EXCERPTED TEXT:
Expanding Applications For Handheld Computers
More memory and faster speeds bring
handheld computers into new applications.
Handheld computers are gaining in memory and speed, which is leading to increased uses for these products, says Psion's Jocelyn Vigreux, who works in industrial sales and as Canadian account manager for Psion. The Concord, MA-based company (a subsidiary of Psion PLC, London) has between 30 and 40 employees in the United States. Psion PLC earned $250 million in gross sales worldwide last year.
"Handheld computers are being used to control other devices, such as elevators and climate control systems," says Vigreux. "For example, units like elevators or climate control units have big, black boxes that control systems for the entire building," he explains. "Handhelds allow maintenance staff to diagnose what's wrong with an elevator without ever going into the elevator shaft. This gives workers fast and accurate feedback. In addition, the elevator can sometimes be fixed through the handheld instead of in the elevator shaft."
Faster memory access chip sets requiring lower power and insertable modules are also improving handheld computers, says John Stewart. Stewart is vice president of sales and marketing for WPI Oyster Termiflex, Inc. (Manchester, NH). The WPI Group of companies has over 600 employees worldwide and earned $62.5 million in 1997. "Faster chip sets and insertable modules allow manufacturers to add more capability to smaller and more flexible handheld platforms."
Better Handheld Sales And Service
VARs should become more proactive in developing software to work on different platforms such as Java, says Stewart. "The issue is not only to make handheld computer sales and software development easy for the VAR, but also to make the systems fast and easy for the end user," he says. That means avoiding "standard operating systems" if they become memory hungry and sluggish. Companies want handheld computers to be fast, efficient and effective platforms to get the task at hand accomplished."
Embrace technology, says Vigreux. "There's an old saying that says if you are stagnant, you are losing. A VAR needs to be listening to the market and thinking a few years ahead. It's hard to make sense of all the new technologies, but VARS must keep their ears to the ground to come out ahead. For example, RF/ID is very important in the AIDC industry right now. Today's VARs may not know how to implement RF/ID, but they need to know how to use the technology for tomorrow's handheld application."
VARs should sell cost-effective and flexible platforms instead of generic, one-size-fits-all solutions, says Stewart. "With handheld computers," he explains, "flexibility is key. When selecting handhelds, VARs must make sure that the systems can grow with the end user. They also need to take into account the total costs – not just the initial costs – when proposing a solution." End users should be able to add functions and features to systems as technology advances and needs change.
The Future Of Handheld Computing
Look for the Internet to play an increasingly stronger role in handheld computing, says Vigreux. "Also, Bluetooth RF technology will allow users to have a computer that is constantly online," he explains. The technology is being developed by Ericsson, IBM, Intel, Nokia and Toshiba. Digital devices can be connected through universal short-range radio links instead of cables. According to the Bluetooth Web site at www.bluetooth.com, printers, personal digital assistants, desktops, fax machines and many other digital devices can be hooked into the system. "This technology will change the way we compute on the go," says Vigreux. "It will change the way we use technology and the way we use the airwaves."

(Image-based pointing data)
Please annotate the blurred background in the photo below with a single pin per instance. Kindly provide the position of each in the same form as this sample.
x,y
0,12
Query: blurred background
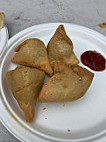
x,y
21,14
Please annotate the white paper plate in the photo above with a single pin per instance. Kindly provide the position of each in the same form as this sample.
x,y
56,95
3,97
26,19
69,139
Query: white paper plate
x,y
86,117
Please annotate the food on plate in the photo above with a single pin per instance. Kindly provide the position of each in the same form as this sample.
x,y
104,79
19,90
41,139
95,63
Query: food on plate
x,y
33,53
60,49
25,84
94,60
67,84
2,18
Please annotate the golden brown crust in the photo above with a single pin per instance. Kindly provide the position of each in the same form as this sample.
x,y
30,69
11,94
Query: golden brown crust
x,y
26,99
25,84
68,84
32,53
60,48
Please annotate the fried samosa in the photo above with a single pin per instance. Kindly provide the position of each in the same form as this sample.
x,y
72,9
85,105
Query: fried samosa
x,y
33,53
68,84
25,84
60,49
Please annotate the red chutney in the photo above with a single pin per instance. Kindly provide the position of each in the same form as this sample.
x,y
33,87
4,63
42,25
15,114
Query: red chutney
x,y
93,60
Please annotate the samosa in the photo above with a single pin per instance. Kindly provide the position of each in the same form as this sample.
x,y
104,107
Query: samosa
x,y
67,84
60,49
33,53
25,84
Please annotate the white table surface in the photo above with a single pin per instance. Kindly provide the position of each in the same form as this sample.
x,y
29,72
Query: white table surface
x,y
21,14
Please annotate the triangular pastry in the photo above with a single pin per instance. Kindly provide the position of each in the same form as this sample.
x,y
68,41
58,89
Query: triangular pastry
x,y
25,84
60,48
33,53
68,84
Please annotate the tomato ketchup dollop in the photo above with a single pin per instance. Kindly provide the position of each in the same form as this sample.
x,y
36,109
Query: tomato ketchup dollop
x,y
93,60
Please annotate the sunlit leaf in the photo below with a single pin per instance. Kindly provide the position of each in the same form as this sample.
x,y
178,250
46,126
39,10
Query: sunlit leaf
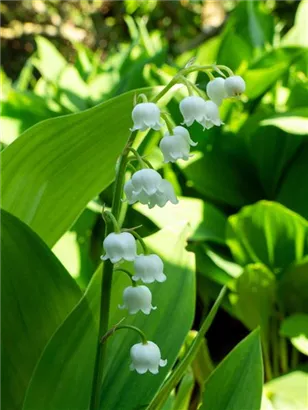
x,y
37,294
237,382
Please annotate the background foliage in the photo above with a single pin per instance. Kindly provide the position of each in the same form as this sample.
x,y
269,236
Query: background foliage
x,y
244,195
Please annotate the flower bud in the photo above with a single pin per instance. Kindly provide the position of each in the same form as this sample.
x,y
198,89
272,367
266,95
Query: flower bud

WORK ORDER: Can you print the passage of the handheld computers article that runs from "VARs should sell" up to and including "and needs change.", keeping every word unchanged?

OUTPUT:
VARs should sell cost-effective and flexible platforms instead of generic, one-size-fits-all solutions, says Stewart. "With handheld computers," he explains, "flexibility is key. When selecting handhelds, VARs must make sure that the systems can grow with the end user. They also need to take into account the total costs – not just the initial costs – when proposing a solution." End users should be able to add functions and features to systems as technology advances and needs change.